## DO THIS
Take the line containing "Signal-phase audit: put a marker on every instance of the water" and all lines after it to the end of the records, and output them exactly.

## GIVEN DATA
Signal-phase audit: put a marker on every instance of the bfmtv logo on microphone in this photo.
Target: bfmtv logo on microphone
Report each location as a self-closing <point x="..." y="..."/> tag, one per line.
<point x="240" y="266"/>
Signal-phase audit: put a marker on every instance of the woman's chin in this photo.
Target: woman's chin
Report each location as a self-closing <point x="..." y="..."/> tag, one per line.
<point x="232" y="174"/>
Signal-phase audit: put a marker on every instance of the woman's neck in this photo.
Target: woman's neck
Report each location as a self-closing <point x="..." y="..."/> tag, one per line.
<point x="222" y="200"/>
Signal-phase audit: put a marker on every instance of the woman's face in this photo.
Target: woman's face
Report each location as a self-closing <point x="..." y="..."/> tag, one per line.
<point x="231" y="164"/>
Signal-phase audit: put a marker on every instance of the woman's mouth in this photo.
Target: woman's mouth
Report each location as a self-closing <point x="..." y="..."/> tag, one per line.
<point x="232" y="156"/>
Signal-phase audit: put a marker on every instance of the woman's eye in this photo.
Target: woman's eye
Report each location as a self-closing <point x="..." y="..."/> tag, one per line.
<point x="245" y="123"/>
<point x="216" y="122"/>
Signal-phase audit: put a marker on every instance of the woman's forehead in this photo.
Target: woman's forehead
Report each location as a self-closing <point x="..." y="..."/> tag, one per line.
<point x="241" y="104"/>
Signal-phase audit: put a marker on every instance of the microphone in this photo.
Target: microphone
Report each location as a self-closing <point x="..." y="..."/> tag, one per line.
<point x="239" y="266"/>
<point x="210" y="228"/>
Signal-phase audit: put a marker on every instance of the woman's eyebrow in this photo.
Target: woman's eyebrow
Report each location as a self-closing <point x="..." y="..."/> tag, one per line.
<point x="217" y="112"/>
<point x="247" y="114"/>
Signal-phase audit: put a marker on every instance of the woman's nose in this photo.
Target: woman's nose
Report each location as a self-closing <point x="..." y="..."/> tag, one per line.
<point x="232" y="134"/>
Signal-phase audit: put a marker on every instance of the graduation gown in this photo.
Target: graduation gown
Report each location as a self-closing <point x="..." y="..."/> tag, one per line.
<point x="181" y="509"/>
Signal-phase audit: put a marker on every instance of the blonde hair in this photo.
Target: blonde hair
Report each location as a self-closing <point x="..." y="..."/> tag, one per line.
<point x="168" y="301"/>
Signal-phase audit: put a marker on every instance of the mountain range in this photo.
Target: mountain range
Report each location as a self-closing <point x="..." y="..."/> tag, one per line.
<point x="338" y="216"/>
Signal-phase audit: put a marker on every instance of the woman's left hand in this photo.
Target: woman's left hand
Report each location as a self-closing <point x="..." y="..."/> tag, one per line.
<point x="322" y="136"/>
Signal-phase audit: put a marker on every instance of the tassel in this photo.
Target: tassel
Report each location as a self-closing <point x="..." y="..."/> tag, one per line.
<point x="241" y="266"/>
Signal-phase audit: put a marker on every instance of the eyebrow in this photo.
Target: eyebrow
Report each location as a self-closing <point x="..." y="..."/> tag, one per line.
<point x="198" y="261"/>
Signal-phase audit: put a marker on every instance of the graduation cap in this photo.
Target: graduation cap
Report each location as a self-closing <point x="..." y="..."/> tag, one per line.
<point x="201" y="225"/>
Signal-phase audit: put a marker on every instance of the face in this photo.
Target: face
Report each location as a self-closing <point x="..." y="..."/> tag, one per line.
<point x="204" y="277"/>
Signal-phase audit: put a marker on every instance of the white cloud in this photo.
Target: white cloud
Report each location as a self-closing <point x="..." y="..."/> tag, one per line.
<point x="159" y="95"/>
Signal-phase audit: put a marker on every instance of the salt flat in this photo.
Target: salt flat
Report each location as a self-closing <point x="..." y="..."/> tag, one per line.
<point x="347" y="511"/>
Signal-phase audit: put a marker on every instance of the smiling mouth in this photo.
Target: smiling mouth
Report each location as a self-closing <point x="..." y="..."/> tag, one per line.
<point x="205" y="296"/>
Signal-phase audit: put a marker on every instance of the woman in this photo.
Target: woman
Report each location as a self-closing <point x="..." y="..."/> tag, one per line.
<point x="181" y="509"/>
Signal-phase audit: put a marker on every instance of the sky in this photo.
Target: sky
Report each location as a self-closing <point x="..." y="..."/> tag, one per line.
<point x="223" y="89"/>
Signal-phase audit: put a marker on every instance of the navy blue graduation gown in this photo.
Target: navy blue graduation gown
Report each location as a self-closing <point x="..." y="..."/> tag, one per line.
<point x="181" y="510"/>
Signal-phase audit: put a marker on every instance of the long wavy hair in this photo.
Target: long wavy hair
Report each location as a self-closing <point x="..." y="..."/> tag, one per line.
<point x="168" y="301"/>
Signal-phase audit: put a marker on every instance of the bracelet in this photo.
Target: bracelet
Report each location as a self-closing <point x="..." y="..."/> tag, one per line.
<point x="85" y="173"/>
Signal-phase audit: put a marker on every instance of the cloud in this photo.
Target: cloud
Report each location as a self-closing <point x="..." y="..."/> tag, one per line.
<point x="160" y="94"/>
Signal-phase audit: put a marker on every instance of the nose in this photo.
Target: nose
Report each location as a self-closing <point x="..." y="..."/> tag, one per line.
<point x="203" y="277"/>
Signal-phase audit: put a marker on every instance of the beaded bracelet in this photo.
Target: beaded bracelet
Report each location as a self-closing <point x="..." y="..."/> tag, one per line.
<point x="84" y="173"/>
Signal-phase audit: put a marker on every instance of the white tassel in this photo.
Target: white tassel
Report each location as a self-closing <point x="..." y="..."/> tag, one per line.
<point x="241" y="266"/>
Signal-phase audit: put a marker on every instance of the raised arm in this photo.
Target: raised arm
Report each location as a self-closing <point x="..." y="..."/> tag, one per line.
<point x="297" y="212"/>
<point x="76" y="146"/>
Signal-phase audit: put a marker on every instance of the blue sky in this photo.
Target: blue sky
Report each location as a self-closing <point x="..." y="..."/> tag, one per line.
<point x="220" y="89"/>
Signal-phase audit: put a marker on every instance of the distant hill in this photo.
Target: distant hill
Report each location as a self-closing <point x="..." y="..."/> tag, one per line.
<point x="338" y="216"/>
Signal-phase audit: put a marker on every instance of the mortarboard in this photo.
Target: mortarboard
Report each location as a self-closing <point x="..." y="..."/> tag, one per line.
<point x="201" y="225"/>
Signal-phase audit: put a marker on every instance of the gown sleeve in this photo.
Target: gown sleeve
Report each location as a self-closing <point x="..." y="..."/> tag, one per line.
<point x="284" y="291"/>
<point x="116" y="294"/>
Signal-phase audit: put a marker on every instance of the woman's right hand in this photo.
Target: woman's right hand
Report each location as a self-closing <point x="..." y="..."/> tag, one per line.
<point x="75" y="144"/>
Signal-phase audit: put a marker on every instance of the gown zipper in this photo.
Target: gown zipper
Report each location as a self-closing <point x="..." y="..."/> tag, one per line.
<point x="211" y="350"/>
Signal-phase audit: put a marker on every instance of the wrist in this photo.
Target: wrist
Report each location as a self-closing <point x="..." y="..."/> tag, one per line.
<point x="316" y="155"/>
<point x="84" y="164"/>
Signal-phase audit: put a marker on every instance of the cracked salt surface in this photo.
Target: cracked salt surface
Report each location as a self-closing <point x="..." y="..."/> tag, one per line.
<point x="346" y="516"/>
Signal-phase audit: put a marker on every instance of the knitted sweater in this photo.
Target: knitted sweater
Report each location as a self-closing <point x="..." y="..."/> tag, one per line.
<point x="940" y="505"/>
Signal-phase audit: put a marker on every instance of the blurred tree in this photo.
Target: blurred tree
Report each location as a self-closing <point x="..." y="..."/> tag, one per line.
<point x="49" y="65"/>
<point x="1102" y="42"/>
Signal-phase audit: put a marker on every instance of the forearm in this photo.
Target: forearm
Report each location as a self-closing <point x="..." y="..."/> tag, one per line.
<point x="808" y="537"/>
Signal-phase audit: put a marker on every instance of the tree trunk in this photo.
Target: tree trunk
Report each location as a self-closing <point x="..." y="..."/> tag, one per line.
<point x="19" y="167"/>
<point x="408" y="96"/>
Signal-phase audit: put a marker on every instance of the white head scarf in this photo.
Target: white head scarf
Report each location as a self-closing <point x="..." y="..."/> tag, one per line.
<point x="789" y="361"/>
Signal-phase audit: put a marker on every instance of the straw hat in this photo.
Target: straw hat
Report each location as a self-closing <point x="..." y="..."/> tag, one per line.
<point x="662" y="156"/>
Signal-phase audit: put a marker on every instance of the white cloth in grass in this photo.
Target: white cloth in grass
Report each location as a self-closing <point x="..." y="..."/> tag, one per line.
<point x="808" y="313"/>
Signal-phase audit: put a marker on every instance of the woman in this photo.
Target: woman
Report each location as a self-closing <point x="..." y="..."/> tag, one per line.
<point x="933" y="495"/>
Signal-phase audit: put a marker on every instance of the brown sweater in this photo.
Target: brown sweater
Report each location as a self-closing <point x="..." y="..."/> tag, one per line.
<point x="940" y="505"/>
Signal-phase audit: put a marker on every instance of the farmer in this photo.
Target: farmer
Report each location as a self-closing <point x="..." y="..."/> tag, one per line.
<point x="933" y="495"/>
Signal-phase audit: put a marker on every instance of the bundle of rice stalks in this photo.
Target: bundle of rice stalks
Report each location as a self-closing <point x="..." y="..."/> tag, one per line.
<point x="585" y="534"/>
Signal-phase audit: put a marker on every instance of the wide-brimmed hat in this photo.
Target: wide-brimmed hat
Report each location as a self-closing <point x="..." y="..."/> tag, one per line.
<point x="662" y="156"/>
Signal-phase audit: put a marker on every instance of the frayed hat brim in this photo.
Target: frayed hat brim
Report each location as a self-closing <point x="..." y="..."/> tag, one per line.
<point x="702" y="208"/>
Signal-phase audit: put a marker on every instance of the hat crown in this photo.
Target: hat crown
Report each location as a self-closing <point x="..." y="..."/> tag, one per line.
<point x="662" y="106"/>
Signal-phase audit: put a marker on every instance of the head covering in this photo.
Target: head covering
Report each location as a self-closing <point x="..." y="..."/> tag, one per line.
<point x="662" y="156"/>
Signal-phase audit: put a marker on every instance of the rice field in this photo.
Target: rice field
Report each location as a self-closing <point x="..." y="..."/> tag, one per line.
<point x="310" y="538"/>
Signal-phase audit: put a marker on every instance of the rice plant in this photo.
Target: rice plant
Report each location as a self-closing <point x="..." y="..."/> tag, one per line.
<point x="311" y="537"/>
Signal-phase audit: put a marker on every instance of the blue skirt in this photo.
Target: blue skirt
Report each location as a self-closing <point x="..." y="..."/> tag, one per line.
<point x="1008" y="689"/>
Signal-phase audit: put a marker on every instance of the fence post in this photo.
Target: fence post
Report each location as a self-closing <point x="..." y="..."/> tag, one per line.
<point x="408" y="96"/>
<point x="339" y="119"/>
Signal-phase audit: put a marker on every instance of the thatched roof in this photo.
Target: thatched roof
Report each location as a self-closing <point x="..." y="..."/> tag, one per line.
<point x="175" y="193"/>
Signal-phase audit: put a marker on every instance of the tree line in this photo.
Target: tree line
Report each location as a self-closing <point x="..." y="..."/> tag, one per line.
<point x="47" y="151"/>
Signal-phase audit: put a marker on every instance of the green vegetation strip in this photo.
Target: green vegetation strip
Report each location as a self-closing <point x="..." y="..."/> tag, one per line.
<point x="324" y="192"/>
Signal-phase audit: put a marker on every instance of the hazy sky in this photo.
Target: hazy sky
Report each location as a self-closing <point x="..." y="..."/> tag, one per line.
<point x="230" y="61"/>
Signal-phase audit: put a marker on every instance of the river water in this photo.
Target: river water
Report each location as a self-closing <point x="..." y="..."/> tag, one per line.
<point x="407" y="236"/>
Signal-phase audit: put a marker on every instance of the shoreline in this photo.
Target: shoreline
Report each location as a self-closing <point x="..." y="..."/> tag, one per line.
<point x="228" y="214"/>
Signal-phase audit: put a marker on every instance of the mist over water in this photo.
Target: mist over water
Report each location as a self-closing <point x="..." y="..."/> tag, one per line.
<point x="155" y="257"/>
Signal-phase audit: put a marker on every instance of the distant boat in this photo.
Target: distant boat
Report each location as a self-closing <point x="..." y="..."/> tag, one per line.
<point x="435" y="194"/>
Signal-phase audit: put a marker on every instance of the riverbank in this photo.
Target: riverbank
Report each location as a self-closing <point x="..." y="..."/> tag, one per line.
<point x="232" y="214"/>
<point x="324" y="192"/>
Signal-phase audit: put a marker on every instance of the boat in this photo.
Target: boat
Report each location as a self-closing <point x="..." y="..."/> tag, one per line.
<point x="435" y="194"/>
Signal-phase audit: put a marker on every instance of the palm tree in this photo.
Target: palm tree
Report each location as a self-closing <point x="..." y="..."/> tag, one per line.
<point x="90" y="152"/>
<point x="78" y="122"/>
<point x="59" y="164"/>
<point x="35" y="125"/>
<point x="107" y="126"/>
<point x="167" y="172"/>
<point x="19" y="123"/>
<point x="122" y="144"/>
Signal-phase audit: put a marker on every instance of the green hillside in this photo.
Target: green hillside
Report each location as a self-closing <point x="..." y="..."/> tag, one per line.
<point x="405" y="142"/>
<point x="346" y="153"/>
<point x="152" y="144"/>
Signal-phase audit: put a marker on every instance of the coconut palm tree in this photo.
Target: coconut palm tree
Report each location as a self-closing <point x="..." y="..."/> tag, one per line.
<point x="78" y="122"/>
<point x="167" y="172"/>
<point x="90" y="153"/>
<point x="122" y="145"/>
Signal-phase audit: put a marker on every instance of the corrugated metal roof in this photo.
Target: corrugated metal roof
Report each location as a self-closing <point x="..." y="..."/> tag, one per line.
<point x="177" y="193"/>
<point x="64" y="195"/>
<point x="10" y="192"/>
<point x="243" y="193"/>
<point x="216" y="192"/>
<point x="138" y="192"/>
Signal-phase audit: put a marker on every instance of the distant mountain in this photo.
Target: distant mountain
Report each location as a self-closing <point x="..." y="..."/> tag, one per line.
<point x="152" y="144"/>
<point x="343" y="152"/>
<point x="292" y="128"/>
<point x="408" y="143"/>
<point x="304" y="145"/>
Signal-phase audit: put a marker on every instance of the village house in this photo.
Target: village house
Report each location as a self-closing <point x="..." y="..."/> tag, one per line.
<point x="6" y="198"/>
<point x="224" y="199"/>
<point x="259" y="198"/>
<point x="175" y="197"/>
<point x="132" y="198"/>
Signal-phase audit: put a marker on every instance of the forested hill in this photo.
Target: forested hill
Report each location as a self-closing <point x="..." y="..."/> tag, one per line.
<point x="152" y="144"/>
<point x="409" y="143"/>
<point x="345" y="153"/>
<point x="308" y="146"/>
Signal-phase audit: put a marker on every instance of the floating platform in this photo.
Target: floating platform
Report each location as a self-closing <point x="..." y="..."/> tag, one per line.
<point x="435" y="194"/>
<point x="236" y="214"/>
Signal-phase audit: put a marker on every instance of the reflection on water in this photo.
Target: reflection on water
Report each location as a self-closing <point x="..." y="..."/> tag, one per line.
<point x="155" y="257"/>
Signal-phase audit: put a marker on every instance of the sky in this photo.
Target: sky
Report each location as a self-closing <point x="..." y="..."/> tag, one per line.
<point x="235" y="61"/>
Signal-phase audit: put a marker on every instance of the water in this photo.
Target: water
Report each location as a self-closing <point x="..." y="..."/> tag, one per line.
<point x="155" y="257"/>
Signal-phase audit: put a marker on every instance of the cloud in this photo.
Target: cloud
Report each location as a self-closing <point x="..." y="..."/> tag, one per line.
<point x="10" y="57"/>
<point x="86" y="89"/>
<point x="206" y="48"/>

## TASK OUTPUT
Signal-phase audit: put a marker on every instance of the water in this photo.
Target: water
Report each location as a self-closing <point x="..." y="..."/> tag, one per line.
<point x="155" y="257"/>
Signal-phase audit: put a marker on every instance of the cloud in this photo.
Target: cloud
Report each location as a self-closing <point x="..." y="..."/> tag, one per line.
<point x="10" y="57"/>
<point x="86" y="89"/>
<point x="206" y="48"/>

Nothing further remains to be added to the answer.